DOCUMENT SECTION |
· · · · · · ·

Government-Wide Statements: The Consolidated View
The government-wide statements use full accrual accounting (GASB 34), consolidating all funds into a single balance sheet and statement of activities. All funds—General Fund, enterprise funds, internal service funds—are consolidated into one balance sheet (note: fiduciary funds are excluded from government-wide statements and reported separately).
Government-Wide Balance Sheet
Structure:
- Assets: Current assets (cash, receivables), capital assets (net of depreciation), and other assets.
- Liabilities: Current liabilities (accounts payable, current portion of long-term debt), long-term liabilities (bonds, pension obligations, OPEB liabilities).
- Net Position: The residual (Assets minus Liabilities), divided into invested in capital assets, restricted, and unrestricted.
Key ratios to extract:
- Current ratio: Current assets / current liabilities. Generally, a current ratio over 1.0 is considered healthy by rating agencies (Moody's Medians, 2024); below 0.8 signals liquidity stress.
- Debt to assets: Total debt (short and long-term) / total assets. Debt to assets below 30% is generally considered prudent in municipal peer medians (Moody's US Local Government Medians, 2024); above 50% signals high use.
- Unfunded liabilities (implicit): Net position divided into "invested in capital assets" (often large and illiquid) vs. "unrestricted net position" (more liquid and relevant to credit quality). Declining unrestricted net position—especially if below prior five-year medians (GFOA, 2024)—raises concerns.
note: The government-wide balance sheet includes capital assets (buildings, roads, equipment) at book value less depreciation. This inflates total assets but does not reflect the true value or condition of infrastructure. For credit analysis, focus on the liability side (debt and OPEB obligations) and the unrestricted net position (can the municipality actually afford to pay its obligations?).
Government-Wide Statement of Activities
This is similar to a corporate income statement: revenues and gains less expenses = change in net position.
Sections:
- Governmental activities: General Fund, schools, public safety, public works (accrual-based).
- Business-type activities: Water/sewer, electric, transit utilities (profit/loss format).
- Component units: Related entities (libraries, housing authorities, airports) may be consolidated.

· · · · · · ·

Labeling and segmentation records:
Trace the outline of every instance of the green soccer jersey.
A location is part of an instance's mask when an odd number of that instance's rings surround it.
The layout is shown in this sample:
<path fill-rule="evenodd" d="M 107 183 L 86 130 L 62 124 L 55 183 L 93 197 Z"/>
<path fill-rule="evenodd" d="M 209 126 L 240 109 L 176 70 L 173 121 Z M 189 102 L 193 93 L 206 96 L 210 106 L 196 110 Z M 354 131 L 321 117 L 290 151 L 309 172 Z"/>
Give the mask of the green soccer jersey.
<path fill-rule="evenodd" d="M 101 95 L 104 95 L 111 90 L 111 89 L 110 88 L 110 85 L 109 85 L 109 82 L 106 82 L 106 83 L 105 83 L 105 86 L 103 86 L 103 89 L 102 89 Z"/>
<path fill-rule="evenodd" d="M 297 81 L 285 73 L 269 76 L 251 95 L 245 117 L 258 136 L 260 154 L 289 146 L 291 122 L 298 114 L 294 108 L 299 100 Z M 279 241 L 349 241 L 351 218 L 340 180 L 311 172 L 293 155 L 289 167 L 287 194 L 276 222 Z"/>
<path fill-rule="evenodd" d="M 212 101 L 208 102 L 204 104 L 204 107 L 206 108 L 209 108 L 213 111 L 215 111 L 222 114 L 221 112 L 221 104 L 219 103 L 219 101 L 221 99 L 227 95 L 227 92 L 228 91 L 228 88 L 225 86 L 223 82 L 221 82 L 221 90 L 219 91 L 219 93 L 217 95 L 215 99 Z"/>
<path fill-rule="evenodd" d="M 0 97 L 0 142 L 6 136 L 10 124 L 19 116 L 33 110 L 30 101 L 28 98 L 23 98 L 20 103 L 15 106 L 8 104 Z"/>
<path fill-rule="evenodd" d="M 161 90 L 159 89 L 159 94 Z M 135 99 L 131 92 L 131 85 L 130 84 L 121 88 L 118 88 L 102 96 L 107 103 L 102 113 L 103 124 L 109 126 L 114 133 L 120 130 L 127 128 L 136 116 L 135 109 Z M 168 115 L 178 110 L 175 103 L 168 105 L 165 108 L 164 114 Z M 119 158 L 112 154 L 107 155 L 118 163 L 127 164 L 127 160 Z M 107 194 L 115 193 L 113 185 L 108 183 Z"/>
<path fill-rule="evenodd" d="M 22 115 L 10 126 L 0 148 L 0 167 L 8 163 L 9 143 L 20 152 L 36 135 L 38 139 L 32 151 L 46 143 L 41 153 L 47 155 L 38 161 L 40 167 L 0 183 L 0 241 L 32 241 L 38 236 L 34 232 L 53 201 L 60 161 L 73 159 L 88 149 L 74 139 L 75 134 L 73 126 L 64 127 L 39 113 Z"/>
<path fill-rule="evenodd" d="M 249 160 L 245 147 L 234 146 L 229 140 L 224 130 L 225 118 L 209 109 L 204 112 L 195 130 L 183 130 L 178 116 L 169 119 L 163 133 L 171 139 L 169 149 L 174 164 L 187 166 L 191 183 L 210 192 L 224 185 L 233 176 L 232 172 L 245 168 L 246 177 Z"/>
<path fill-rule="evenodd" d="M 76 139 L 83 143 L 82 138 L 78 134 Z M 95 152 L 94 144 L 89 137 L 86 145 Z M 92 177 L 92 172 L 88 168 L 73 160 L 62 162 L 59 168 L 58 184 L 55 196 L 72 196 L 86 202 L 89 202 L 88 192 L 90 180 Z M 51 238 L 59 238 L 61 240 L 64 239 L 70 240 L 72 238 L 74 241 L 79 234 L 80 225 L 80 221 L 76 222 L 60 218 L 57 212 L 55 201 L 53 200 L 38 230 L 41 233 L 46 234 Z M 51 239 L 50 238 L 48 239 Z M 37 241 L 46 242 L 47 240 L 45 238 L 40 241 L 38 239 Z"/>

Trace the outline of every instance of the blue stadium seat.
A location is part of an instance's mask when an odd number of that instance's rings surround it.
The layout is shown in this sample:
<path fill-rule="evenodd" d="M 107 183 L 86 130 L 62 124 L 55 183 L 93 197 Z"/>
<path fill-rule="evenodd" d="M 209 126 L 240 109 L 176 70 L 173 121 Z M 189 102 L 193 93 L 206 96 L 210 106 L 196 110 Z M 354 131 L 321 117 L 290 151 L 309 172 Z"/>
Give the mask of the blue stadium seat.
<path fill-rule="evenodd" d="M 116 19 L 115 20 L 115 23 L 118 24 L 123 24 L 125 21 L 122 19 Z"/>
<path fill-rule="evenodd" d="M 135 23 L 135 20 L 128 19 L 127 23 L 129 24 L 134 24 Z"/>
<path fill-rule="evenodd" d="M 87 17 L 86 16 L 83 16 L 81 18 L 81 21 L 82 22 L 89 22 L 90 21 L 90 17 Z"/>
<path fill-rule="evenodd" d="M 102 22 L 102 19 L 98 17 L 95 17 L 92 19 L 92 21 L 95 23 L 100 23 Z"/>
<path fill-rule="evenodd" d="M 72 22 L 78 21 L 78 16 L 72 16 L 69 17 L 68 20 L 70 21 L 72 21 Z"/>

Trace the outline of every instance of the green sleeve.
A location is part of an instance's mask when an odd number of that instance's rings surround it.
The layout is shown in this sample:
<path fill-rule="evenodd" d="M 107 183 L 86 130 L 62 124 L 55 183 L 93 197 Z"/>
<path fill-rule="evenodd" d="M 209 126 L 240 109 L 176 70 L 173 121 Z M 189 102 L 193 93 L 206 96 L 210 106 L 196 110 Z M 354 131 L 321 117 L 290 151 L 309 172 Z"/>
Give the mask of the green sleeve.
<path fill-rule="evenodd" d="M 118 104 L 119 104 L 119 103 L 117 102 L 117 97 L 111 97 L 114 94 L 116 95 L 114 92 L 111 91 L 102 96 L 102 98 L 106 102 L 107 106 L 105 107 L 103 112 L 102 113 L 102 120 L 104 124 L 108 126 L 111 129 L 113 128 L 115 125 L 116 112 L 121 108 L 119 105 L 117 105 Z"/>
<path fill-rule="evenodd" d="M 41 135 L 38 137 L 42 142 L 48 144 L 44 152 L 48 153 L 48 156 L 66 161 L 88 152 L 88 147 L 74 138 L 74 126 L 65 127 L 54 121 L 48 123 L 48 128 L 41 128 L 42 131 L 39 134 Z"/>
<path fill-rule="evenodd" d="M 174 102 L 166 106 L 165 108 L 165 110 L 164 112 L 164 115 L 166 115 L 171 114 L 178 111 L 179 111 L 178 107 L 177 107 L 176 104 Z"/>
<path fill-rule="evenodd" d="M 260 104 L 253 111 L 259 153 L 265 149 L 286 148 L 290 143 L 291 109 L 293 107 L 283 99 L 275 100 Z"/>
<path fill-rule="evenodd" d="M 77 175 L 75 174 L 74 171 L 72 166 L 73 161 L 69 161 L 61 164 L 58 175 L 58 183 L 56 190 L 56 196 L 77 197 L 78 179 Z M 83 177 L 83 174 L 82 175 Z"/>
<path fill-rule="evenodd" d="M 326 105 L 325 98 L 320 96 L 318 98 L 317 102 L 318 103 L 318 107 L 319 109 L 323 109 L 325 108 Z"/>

· · · · · · ·

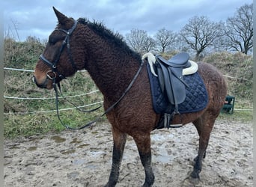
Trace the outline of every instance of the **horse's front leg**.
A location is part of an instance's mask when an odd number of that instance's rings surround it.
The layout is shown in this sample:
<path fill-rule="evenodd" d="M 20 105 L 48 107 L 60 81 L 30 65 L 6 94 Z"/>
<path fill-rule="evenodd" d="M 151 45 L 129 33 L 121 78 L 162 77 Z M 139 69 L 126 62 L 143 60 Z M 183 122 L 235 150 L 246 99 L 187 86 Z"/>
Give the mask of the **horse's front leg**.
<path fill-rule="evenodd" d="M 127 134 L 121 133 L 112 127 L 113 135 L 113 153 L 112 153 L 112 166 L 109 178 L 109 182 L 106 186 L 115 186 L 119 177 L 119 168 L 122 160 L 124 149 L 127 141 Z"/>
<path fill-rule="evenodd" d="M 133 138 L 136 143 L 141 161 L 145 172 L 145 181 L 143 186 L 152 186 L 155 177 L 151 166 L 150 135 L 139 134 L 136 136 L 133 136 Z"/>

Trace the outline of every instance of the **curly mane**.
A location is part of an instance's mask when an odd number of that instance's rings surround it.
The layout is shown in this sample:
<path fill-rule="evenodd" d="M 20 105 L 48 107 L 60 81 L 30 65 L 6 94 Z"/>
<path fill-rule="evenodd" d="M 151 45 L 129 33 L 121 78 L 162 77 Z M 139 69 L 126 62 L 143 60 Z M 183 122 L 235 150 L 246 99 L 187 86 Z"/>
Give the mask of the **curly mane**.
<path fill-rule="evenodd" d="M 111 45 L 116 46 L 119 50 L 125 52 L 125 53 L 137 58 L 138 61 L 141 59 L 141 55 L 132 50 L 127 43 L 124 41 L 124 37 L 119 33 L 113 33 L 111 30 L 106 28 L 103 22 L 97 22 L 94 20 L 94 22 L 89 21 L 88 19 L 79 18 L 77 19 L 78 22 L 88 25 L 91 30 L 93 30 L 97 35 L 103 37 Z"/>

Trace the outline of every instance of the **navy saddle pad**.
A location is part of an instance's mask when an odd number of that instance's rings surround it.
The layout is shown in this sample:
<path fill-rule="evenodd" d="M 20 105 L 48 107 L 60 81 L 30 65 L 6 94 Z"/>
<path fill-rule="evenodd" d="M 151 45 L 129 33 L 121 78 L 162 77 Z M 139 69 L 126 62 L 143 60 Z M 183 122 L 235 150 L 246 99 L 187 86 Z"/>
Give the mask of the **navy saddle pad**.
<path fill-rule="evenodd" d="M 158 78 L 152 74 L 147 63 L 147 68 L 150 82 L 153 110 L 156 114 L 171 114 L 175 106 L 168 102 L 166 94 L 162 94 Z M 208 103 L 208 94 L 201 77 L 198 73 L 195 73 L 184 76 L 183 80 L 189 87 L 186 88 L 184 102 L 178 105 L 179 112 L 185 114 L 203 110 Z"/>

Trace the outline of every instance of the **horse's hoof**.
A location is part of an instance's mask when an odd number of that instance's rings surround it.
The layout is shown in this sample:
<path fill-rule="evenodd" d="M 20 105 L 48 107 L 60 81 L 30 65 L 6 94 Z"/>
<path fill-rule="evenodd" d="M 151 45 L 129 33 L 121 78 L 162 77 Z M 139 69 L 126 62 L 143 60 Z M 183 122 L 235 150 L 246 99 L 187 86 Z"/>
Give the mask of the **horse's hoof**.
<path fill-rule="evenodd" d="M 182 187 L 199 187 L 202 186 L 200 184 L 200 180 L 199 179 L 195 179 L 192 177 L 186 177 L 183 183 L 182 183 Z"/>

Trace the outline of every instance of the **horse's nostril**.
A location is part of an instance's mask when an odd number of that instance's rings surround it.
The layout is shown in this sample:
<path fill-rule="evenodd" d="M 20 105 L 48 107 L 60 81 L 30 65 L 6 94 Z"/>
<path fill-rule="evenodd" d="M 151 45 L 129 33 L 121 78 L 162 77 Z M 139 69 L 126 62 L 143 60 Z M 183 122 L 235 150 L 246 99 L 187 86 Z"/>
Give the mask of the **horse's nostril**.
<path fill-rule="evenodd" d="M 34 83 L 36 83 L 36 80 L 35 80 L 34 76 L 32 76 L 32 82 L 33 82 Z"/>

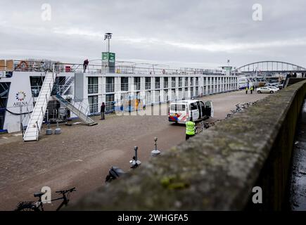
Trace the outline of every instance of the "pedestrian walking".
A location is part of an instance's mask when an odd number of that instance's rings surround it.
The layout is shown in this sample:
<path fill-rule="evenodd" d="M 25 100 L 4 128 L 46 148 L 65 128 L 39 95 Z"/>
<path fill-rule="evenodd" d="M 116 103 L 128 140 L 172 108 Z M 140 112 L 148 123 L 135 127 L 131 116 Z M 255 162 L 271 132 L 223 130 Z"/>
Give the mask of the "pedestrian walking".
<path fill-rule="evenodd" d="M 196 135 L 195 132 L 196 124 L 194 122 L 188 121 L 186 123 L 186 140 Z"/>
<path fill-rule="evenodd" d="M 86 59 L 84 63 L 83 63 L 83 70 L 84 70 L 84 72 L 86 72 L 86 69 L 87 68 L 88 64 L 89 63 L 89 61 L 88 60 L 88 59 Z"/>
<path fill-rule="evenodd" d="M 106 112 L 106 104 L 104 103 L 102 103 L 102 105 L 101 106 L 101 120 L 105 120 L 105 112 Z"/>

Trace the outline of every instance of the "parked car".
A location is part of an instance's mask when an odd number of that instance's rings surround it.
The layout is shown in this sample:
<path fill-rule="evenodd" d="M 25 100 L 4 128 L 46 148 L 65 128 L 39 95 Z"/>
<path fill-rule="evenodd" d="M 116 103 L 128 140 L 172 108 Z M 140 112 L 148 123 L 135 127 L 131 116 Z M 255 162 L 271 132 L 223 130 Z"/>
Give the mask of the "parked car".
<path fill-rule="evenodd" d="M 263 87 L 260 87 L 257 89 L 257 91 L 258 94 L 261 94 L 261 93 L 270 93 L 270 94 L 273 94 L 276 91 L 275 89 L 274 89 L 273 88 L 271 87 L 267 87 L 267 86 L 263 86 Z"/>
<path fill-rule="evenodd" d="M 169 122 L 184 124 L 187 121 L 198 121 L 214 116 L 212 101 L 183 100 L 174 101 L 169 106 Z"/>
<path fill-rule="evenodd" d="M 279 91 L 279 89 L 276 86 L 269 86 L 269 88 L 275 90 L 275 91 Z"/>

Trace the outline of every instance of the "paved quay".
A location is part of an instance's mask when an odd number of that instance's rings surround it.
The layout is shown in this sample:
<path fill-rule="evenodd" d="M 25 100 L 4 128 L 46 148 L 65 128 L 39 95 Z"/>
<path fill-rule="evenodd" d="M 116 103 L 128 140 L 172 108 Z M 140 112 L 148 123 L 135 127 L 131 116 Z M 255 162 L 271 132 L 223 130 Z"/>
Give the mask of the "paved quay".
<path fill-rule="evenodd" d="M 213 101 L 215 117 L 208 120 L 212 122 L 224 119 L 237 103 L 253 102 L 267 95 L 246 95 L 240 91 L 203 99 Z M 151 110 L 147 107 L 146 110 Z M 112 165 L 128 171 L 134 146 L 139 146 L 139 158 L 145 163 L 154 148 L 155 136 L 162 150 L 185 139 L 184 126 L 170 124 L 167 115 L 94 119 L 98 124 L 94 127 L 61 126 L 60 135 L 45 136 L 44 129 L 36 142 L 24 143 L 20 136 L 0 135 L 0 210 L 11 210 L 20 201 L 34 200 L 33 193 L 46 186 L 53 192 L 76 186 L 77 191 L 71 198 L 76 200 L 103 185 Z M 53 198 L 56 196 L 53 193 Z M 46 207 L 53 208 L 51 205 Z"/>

· · · · · · ·

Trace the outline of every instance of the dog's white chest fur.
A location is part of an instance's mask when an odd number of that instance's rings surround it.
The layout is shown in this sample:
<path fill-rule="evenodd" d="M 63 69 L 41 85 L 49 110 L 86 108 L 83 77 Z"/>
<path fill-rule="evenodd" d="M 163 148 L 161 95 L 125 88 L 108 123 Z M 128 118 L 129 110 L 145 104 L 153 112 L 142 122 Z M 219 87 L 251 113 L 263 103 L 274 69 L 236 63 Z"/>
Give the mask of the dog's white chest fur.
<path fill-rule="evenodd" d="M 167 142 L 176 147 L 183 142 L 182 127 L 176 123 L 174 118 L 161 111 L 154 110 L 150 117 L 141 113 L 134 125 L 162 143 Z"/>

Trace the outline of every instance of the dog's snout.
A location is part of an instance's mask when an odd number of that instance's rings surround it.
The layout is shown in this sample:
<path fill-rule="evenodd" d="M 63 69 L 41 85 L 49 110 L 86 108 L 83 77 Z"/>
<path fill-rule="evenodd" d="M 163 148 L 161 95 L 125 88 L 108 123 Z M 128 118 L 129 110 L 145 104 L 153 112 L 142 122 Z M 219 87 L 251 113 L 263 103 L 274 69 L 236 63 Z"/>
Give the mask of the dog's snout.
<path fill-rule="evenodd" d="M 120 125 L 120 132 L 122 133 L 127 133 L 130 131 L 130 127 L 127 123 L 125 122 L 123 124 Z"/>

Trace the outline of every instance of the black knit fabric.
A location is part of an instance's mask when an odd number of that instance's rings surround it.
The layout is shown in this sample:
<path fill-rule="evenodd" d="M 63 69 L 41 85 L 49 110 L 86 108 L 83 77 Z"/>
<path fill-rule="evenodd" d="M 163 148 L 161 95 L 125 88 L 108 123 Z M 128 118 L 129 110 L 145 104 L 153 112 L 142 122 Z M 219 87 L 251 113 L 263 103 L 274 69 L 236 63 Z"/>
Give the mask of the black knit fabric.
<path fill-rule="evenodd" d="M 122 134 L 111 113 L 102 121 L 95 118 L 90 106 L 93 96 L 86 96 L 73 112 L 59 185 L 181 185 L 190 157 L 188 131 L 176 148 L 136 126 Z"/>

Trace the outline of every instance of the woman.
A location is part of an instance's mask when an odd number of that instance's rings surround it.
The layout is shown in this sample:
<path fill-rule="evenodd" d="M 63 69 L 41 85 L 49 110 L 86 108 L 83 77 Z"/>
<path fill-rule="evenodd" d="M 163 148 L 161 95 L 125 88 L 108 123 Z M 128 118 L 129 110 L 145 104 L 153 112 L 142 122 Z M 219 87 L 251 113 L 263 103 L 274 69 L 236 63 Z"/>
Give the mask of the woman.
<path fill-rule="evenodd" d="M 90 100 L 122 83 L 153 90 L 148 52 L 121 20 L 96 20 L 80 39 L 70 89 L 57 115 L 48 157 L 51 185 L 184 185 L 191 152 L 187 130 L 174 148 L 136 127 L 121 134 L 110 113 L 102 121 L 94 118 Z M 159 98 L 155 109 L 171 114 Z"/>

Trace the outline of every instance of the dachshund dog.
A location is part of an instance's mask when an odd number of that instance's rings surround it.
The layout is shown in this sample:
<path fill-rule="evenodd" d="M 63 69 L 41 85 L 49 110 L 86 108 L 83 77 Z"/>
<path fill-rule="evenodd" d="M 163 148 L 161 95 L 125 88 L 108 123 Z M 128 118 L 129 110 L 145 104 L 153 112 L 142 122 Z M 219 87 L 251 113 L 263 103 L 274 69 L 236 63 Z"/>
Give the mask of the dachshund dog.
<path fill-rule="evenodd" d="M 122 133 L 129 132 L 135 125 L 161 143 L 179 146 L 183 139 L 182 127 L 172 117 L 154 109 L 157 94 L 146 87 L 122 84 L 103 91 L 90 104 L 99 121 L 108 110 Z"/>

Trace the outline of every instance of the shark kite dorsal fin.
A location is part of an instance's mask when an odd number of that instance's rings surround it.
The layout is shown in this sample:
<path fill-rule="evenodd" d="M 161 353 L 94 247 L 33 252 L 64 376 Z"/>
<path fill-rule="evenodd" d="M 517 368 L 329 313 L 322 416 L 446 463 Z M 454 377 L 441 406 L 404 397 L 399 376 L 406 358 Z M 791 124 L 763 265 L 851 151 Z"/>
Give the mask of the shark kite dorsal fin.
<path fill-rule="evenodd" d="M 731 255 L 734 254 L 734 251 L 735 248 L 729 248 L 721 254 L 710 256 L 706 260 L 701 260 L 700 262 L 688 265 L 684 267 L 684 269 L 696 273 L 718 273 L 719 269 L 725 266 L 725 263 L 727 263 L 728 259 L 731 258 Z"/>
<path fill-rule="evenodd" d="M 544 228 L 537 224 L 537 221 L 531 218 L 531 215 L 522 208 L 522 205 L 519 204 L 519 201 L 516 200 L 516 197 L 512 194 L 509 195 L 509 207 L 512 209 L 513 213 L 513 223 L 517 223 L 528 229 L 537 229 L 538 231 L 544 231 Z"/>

· · · · · · ·

PROBLEMS TO SOLVE |
A: In the text on government-wide statements, which funds are excluded from the government-wide statements?
B: Please rewrite the paragraph in the text on government-wide statements that begins "The government-wide statements use full accrual accounting" more briefly, keeping its main facts.
The entries above are separate from the text on government-wide statements.

TASK RESPONSES |
A: Fiduciary funds, which are reported separately.

B: Under full accrual accounting (GASB 34), the government-wide statements consolidate the General Fund, enterprise funds and internal service funds into a single balance sheet and statement of activities. Fiduciary funds are excluded and reported separately.